### ТЕКСТ ДЛЯ ЧТЕНИЯ ###

ГИТЛЕР И ИСТОРИЧЕСКОЕ ВЕЛИЧИЕ 8 страница



В сентябре 1908 года Гитлер ещё раз предпринимает попытку поступить в академию в класс живописи. Но на этот раз, как это отмечается в списке претендентов под номером 24, он уже просто «не допущен к экзамену», поскольку поданные предварительно работы не соответствовали экзаменационным требованиям[105].

Этот новый, совсем уже недвусмысленный отказ, думается, ещё больше углубил и усилил прошлогоднюю обиду. О том, насколько глубока была эта ноющая рана, свидетельствует сохранившаяся у него на всю жизнь ненависть к училищам и академиям, которые не сумели оценить «Бисмарка и Вагнера тоже» и не приняли Ансельма Фейербаха, и в которых учатся одни лишь «сосиски» и всё устроено так, «чтобы убить любого гения», — такого рода пышущие злобой тирады можно будет услышать от него тридцать пять лет спустя в его ставке; в них он, фюрер и полководец, не щадил даже бедных сельских учителей прошлого с их «грязной» внешностью, «засаленными воротничками, неопрятными бородами и т. п.»[106]. В своей потребности самооправдания он неустанно ищет всякого рода смягчающие обстоятельства для этой «никогда не заживающей раны»: «Я ведь не был ребёнком зажиточных родителей, — напишет он, например, в „Открытом письме“ по поводу кризиса в партии в начале 30‑х годов, словно у него были все причины сетовать на несправедливую судьбу, — не кончал университетов, а прошёл суровейшую школу жизни, нужду и нищету. Ведь поверхностный мир никогда не спрашивает о том, чему человек учился…. а, к сожалению, чаще всего о том, что он может удостоверить аттестатом. На то, что я научился большему, нежели десятки тысяч наших интеллигентов, никогда не обращали внимания, а видели только, что у меня не было аттестатов»[107].

### ВЫДЕРЖКА ИЗ ДАННЫХ ###

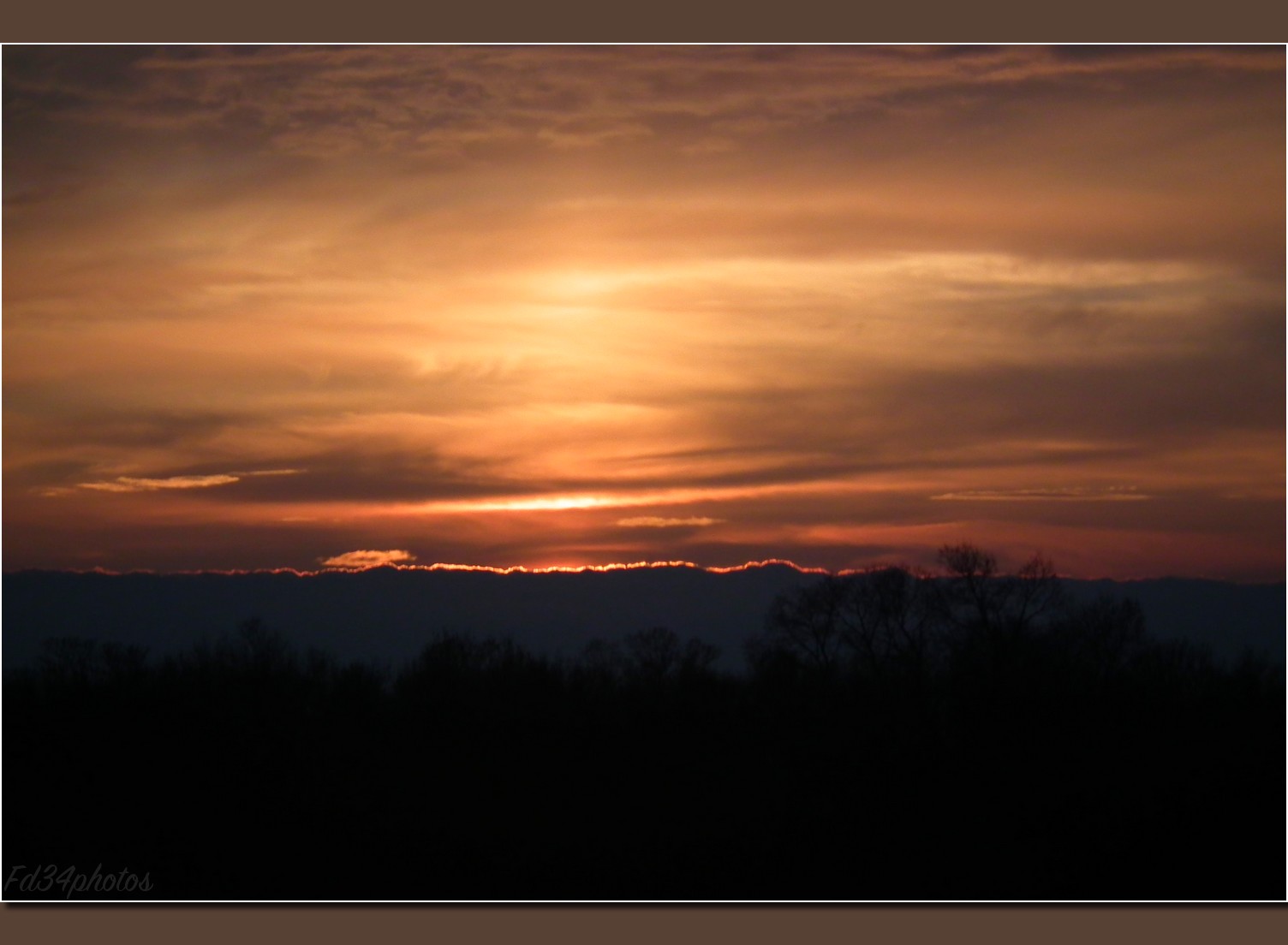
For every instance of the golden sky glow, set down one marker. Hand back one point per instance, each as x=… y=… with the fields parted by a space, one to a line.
x=552 y=306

###

▶ ЧТО НУЖНО СДЕЛАТЬ:
1. Выведите без изменений отрывок из текста о Гитлере и академии: всё от слов «В сентябре 1908» и вниз до слов «соответствовали экзаменационным требованиям[105].».
2. Напишите следующую часть текста о Гитлере и академии, продолжив его сразу после последнего приведённого предложения.

▶ ОТВЕТЫ:
1.
В сентябре 1908 года Гитлер ещё раз предпринимает попытку поступить в академию в класс живописи. Но на этот раз, как это отмечается в списке претендентов под номером 24, он уже просто «не допущен к экзамену», поскольку поданные предварительно работы не соответствовали экзаменационным требованиям[105].

2.
Униженный и, несомненно, уязвлённый до глубины души, Гитлер после этого нового своего крушения как бы отвернулся от всех людей. Его сводная сестра Ангела, вышедшая замуж за жителя Вены, больше о нём ничего не слышала, а опекун получил как‑то от него одну‑единственную немногословную открытку; в это же время оборвалась и его дружба с Кубицеком — Гитлер воспользовался его недолгим отсутствием в Вене и, недолго думая и не оставив даже никакой записки, съехал с их общей квартиры, чтобы затеряться в этом городе, в темноте его ночлежек и мужских общежитий. Кубицек встретится с ним только тридцать лет спустя.

 

Поначалу Гитлер снимал жильё неподалёку от Штумпергассе, в 15‑м городском районе, на Фельберштрассе, 22, квартира 16; и именно отсюда началось его первое более близкое знакомство с миром тех идей и представлений, которые сформировали тёмные стороны его существа и придали общее направление его пути. Это потом он будет интерпретировать своё крушение прежде всего как доказательство силы своего характера, раннее проявление непонятой миром гениальности, сейчас же, чтобы оправдаться в собственных глазах, ему нужно было увидеть конкретные причины и осязаемых противников.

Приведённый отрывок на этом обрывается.